Tasks to carry out
**a.** In the excerpt on credit invisibility, what leads the CFPB to conclude that about 1-in-4 consumers first acquire their credit history from an account for which others were also responsible? Answer in one to three sentences.
**b.** Rewrite the excerpt on credit invisibility from "The 2015 report was" up to and including "or Asian consumers.", changing "brief" to "summary".
**c.** Answer these questions about the excerpt on credit invisibility:
(i) In what month and year did the CFPB publish its report "Data Point: Credit Invisibles"?
(ii) What share of consumers who moved out of credit invisibility did so before age 25?
(iii) After credit cards, which product most often triggered the creation of consumer credit records?

Excerpt to read
━━━━━━━━━━━━━━━━

The CFPB used a similar definition in its May 2015 report, “Data Point: Credit Invisibles,” in which the CFPB documented the results of its research into the demographic characteristics of consumers without traditional credit reports or credit scores.  That report concluded that the current credit reporting system is precluding certain populations from accessing credit and taking advantage of other economic opportunities.  While it did not use the term “disparate impact,” the report had fair lending implications for both providers and users of credit reports and credit scores.

The 2015 report was followed by a blog post in December 2016 in which the CFPB announced that it had released a brief, “Who are the credit invisibles?,” that described the 2015 report’s most significant findings and contained a checklist of action items for consumers who were new to credit or seeking to rebuild their credit history.  Among the 2015 report’s findings highlighted in the brief were that consumers in low-income neighborhoods are more likely to have no credit history with one of the nationwide consumer reporting agencies or an unscorable credit file and that Black and Hispanic consumers are more likely to have no credit history with one of the nationwide consumer reporting agencies and have unscored credit records than White or Asian consumers.

The CFPB’s key findings in the new report based on the sample data used by the CFPB include:

  • Almost 80 percent of consumers who transitioned out of credit invisibility did so before age 25, with consumers in low- and moderate-income neighborhoods who made this transition doing so at older ages than consumers in middle- or upper-income neighborhoods.
  • Across all age groups and income levels, credit cards triggered the creation of consumer credit records more frequently than any other product with student loans the next most frequent trigger.
  • Consumers in lower-income neighborhoods were more likely than consumers in higher-income neighborhoods to acquire a credit record from non-loan items, such as third-party collection accounts or public records, with almost 90 percent of these non-loan items conveying negative information about the consumer’s creditworthiness.
  • About 15 percent of consumers opened their earliest reported credit account with a co-borrower and the credit records of an additional 9.6 percent of consumers were created when the consumer became an authorized user on someone else’s credit account, thus implying that about 1-in-4 consumers first acquire their credit history from an account for which others were also responsible. The use of co-borrowers and authorized user account status was notably less common in lower-income neighborhoods.

━━━━━━━━━━━━━━━━

Extracted material
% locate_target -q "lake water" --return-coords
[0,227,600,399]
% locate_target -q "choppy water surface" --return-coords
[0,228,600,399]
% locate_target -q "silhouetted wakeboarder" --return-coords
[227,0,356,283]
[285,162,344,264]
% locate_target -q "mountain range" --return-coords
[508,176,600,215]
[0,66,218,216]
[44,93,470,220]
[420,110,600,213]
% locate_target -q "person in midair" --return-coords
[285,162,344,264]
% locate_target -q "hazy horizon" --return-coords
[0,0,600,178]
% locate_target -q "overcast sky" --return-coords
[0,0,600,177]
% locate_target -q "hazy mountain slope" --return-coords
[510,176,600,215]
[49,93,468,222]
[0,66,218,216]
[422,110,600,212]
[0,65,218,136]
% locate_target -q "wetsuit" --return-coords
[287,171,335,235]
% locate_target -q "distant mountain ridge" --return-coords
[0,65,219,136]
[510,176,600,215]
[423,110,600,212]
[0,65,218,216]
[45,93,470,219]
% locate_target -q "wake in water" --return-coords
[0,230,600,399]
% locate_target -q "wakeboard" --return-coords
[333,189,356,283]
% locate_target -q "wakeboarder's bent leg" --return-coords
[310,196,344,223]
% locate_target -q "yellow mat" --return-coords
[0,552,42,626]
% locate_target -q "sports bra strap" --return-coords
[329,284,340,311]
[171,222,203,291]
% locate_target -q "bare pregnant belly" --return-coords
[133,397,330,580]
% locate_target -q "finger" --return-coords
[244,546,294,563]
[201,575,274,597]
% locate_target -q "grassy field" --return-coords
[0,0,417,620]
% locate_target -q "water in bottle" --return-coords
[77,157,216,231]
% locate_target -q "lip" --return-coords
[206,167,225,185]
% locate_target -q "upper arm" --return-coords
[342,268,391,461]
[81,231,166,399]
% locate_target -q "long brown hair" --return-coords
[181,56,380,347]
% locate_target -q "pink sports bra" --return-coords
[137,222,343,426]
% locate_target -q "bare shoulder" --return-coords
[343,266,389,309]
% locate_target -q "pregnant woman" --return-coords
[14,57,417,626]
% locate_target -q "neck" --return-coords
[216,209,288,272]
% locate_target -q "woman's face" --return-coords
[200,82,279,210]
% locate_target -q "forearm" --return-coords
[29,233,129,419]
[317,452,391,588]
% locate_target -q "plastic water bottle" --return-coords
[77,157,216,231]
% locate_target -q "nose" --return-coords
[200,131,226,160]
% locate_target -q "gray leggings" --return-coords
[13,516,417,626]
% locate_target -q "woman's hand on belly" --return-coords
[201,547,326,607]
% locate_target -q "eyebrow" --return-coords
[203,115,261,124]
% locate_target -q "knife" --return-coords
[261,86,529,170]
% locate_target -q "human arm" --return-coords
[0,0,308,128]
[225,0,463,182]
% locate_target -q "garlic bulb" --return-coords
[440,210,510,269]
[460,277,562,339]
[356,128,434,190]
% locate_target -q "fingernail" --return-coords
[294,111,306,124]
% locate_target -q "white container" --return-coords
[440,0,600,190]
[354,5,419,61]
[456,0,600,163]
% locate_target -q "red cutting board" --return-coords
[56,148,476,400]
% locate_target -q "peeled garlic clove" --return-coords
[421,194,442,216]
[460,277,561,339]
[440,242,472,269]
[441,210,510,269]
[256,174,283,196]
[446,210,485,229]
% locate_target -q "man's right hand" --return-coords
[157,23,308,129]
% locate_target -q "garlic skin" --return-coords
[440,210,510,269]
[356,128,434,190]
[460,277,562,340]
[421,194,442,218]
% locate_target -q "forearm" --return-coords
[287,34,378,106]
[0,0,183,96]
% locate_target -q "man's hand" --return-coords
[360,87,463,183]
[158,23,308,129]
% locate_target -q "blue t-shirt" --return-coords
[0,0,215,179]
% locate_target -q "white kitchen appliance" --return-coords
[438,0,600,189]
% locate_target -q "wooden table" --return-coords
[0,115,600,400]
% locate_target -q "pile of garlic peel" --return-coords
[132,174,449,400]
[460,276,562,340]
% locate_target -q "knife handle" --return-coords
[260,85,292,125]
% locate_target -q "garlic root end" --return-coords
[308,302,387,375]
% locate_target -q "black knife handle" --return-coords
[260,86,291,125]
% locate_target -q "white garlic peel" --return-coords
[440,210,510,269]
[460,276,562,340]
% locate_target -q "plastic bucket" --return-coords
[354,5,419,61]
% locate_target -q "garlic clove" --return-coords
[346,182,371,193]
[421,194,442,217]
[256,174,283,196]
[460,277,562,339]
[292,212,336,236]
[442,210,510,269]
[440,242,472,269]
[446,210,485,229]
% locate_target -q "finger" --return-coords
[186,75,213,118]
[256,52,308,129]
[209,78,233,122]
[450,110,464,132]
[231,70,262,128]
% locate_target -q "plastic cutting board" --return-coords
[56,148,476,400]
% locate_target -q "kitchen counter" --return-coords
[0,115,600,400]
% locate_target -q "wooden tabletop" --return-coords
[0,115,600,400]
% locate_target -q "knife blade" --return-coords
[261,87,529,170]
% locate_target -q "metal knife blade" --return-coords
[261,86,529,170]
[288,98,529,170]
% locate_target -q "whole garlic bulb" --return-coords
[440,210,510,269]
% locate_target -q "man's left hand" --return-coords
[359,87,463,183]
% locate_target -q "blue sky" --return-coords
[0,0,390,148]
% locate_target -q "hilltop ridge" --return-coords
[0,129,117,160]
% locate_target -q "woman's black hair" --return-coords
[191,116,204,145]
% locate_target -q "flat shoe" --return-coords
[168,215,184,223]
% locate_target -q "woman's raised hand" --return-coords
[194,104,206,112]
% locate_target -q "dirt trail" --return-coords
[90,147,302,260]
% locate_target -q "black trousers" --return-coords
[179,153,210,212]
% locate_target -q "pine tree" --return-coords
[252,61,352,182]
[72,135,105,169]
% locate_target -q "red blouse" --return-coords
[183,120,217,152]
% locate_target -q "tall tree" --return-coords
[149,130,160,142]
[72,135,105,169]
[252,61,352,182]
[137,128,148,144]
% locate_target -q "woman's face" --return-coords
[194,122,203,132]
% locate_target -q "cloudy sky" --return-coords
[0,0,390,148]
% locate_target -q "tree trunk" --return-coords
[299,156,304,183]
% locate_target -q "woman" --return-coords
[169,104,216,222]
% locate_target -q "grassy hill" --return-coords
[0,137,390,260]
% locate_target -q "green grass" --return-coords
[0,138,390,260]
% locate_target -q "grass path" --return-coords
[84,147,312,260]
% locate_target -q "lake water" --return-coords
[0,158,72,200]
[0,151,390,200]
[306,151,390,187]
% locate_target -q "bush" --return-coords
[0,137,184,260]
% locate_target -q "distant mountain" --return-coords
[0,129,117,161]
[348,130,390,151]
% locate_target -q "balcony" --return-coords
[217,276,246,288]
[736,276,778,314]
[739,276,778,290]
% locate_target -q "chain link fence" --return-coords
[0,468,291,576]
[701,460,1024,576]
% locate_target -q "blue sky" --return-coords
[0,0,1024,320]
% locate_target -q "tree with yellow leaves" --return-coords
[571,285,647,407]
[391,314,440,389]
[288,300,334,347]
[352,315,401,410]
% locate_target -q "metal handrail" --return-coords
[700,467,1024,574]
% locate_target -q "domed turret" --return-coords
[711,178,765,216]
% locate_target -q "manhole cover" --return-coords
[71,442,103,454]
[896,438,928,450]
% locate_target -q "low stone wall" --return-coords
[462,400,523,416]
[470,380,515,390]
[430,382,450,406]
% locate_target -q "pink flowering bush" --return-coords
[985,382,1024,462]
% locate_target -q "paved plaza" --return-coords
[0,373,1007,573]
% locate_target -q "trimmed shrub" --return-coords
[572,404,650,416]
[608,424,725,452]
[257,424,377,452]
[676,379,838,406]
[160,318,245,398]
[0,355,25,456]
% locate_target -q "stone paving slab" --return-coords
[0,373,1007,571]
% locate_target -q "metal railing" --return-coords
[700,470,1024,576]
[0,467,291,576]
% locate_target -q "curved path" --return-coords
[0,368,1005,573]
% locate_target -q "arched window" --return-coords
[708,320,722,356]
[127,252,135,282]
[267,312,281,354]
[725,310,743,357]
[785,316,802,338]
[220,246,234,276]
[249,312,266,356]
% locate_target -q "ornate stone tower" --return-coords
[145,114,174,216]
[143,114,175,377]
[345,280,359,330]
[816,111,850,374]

━━━━━━━━━━━━━━━━

Per-task outputs
**a.** About 15 percent of consumers opened their earliest reported credit account with a co-borrower. The credit records of another 9.6 percent were created when the consumer became an authorized user on someone else's credit account. Together these figures come to about one in four consumers.

**b.**
The 2015 report was followed by a blog post in December 2016 in which the CFPB announced that it had released a summary, “Who are the credit invisibles?,” that described the 2015 report’s most significant findings and contained a checklist of action items for consumers who were new to credit or seeking to rebuild their credit history.  Among the 2015 report’s findings highlighted in the summary were that consumers in low-income neighborhoods are more likely to have no credit history with one of the nationwide consumer reporting agencies or an unscorable credit file and that Black and Hispanic consumers are more likely to have no credit history with one of the nationwide consumer reporting agencies and have unscored credit records than White or Asian consumers.

**c.**
(i) May 2015
(ii) Almost 80 percent
(iii) Student loans